═════ Selection ═════

Shoes represent the body
By Rabbi Yerachmiel D. Fried

Dear Rabbi Fried,
I recently sat shiva for my father, may he rest in peace, and was reading the laws of mourning. One thing that struck me was the instruction to refrain from wearing leather shoes. It offered no explanation, so I did it just because it says so, but it’s been bothering me ever since.
What do leather shoes have to do with mourning? Why are other leather garments such as belts and jackets permitted?
— Bruce K.
Dear Bruce,
I’m so sorry about your loss. The injunction prohibiting leather shoes can be understood on multiple levels:
Every morning, we recite a blessing through which we thank God for providing us with shoes. The text of the blessing seems strange: “Blessed are You, God, Who has provided me with all my needs.” Why would we thank God for shoes using the terminology of “all my needs?”

═════ Data extract ═════

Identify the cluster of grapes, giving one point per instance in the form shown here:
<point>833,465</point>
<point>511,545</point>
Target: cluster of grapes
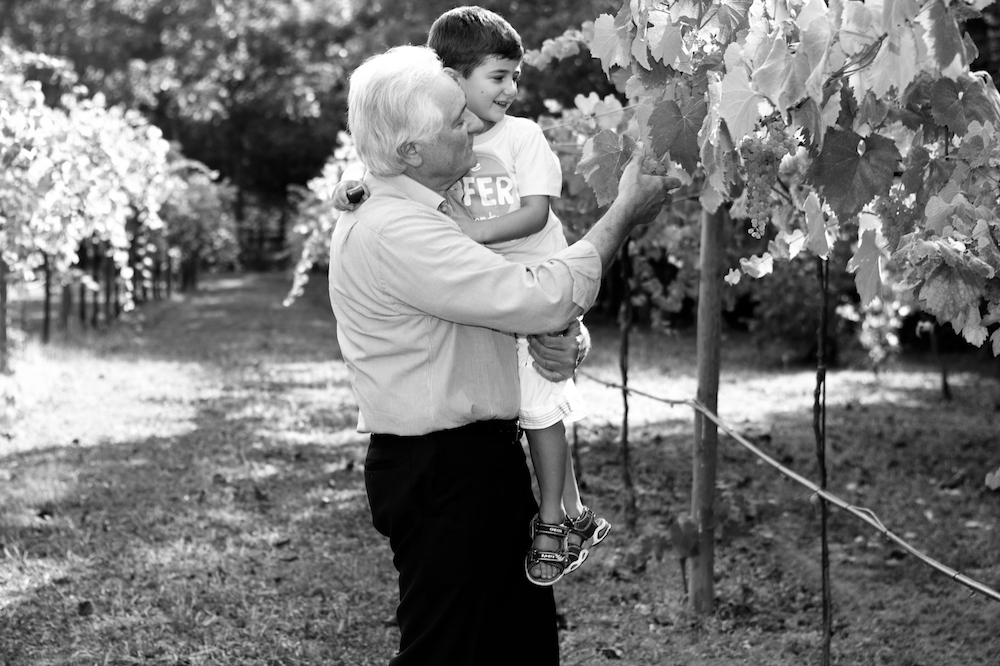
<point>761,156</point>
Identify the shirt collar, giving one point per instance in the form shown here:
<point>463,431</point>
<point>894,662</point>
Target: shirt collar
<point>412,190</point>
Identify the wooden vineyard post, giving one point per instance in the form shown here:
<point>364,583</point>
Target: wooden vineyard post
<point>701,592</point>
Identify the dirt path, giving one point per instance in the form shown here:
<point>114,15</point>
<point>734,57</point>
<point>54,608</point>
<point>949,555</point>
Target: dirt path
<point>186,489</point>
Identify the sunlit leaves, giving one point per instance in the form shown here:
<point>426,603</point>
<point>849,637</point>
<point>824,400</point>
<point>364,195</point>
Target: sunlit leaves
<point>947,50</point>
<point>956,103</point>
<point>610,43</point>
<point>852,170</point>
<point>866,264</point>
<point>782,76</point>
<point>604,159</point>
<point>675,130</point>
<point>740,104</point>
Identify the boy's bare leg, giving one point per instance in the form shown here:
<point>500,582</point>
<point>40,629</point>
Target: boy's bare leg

═════

■ Task instructions ■
[1] Name every leather item of clothing mentioned in the column on shoes and mourning.
[2] Render this sentence from the column on shoes and mourning in Spanish: "Every morning, we recite a blessing through which we thank God for providing us with shoes."

■ Written answers ■
[1]
- leather shoes
- belts
- jackets

[2] Cada mañana recitamos una bendición mediante la cual agradecemos a Dios por proporcionarnos zapatos.